Essen, 05 December 2011This pressinformation is more than two years old

RWE AG: Ad-hoc-disclosure according to Art. 17 MAR - Equity capital increase

This release and the information contained herein are not being issued and may not be distributed in the United States of America, Canada, Japan or Australia.

RWE decides on cash capital measure

RWE Aktiengesellschaft today decided to implement the previously announced capital measure. The measure is part of an overall package to strengthen the capital base and to improve the capital structure of the Group.

The company’s share capital is to be increased by using part of the existing authorised capital by issuing 52,340,499 new ordinary bearer shares against cash contribution. The new shares will be entitled to dividends as of 1 January 2011; shareholders’ subscription rights are excluded for these new shares. At the same time, 28,105,327 treasury shares – i.e. 5.0% of company’s share capital – are to be sold. These shares will also be entitled to dividends as of 1 January 2011.

REQUIREMENTS:
(1) In the RWE press release, repeat the passage starting at "Essen, 05 December 2011This" and ending at "of the Group.".
(2) According to the RWE press release, how many new ordinary bearer shares will be issued against cash contribution?
(3) Based on the RWE press release, explain why RWE is implementing the capital measure.

ENTRIES SUPPLIED:

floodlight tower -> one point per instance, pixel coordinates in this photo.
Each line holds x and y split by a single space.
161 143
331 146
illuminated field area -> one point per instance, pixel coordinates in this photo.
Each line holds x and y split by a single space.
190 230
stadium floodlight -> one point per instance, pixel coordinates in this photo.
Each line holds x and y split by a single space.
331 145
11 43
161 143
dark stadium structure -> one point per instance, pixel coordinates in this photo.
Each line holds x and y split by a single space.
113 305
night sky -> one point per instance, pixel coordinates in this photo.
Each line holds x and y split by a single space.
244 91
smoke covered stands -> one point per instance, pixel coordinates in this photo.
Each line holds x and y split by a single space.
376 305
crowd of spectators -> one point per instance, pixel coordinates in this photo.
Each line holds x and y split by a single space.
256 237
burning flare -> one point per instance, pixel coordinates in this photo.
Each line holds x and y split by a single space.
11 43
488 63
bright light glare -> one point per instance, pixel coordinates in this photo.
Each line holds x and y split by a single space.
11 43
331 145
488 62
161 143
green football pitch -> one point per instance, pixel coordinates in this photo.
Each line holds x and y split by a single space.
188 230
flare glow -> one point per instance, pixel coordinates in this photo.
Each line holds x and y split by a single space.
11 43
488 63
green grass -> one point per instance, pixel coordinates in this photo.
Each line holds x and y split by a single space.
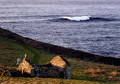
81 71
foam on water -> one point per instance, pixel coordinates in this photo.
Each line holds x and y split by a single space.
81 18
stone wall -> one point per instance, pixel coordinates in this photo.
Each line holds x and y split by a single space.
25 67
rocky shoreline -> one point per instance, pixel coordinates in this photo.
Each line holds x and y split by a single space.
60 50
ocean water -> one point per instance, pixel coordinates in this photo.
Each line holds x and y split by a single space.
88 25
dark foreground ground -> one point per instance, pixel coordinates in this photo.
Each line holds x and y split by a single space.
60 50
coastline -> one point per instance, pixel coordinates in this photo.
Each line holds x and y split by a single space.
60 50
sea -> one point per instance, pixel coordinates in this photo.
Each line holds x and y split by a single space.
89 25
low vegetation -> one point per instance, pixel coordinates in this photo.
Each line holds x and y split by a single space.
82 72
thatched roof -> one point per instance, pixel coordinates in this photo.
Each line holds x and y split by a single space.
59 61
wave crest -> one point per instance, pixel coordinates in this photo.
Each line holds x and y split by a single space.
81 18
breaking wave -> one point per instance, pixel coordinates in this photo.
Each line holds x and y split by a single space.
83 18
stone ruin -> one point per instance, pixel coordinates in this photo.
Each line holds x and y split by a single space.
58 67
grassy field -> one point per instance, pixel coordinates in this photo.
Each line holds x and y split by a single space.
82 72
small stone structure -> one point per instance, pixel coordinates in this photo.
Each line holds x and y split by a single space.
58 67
* * *
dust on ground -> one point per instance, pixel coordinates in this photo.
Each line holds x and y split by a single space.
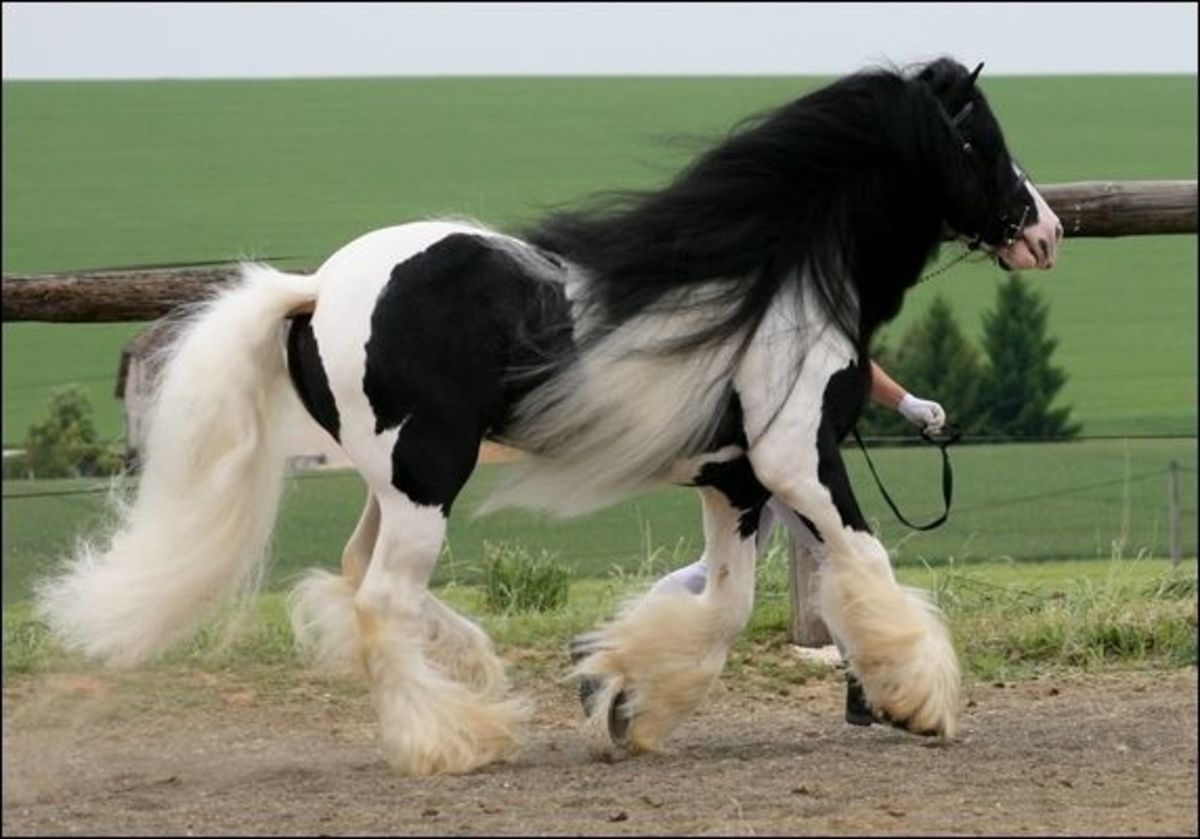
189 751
* * *
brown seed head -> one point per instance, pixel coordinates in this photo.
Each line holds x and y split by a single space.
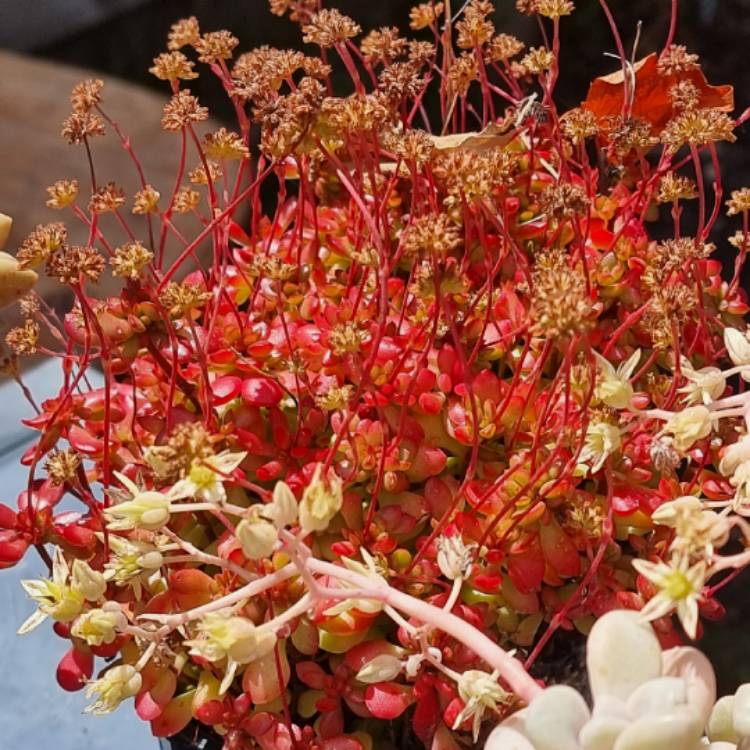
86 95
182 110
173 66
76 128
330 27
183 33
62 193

SOLUTIONS FOR EACH TASK:
(1)
Essen, 05 December 2011This pressinformation is more than two years old

RWE AG: Ad-hoc-disclosure according to Art. 17 MAR - Equity capital increase

This release and the information contained herein are not being issued and may not be distributed in the United States of America, Canada, Japan or Australia.

RWE decides on cash capital measure

RWE Aktiengesellschaft today decided to implement the previously announced capital measure. The measure is part of an overall package to strengthen the capital base and to improve the capital structure of the Group.

(2) 52,340,499 new ordinary bearer shares.

(3) The measure is part of an overall package to strengthen the capital base and improve the capital structure of the Group.